Data items
++++++++
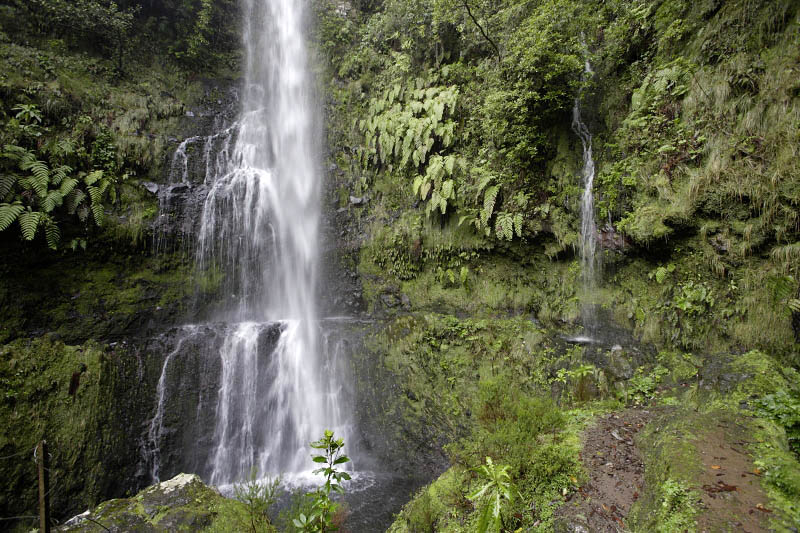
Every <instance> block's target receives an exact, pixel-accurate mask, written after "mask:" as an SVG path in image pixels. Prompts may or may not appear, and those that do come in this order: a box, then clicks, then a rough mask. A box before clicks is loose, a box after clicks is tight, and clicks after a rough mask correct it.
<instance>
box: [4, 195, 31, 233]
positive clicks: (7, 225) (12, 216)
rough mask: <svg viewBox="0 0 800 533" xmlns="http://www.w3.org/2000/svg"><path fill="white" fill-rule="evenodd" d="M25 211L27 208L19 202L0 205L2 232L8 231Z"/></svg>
++++++++
**WHAT YOU WILL DO:**
Leaving the pictures out, give back each line above exactly.

**WRITTEN SOLUTION:**
Every <instance> block's target receives an exact, pixel-accurate mask, written after "mask:" as an SVG path in image pixels. Prompts may or may not appear, and those that do come in this order: a box, then clicks, then a rough mask. A box before clicks is loose, a box after clicks is tight, and clicks after a rough mask correct it.
<instance>
box: [4, 195, 31, 233]
positive clicks: (7, 225) (12, 216)
rough mask: <svg viewBox="0 0 800 533" xmlns="http://www.w3.org/2000/svg"><path fill="white" fill-rule="evenodd" d="M25 211L27 208L19 202L0 205L2 232L8 231Z"/></svg>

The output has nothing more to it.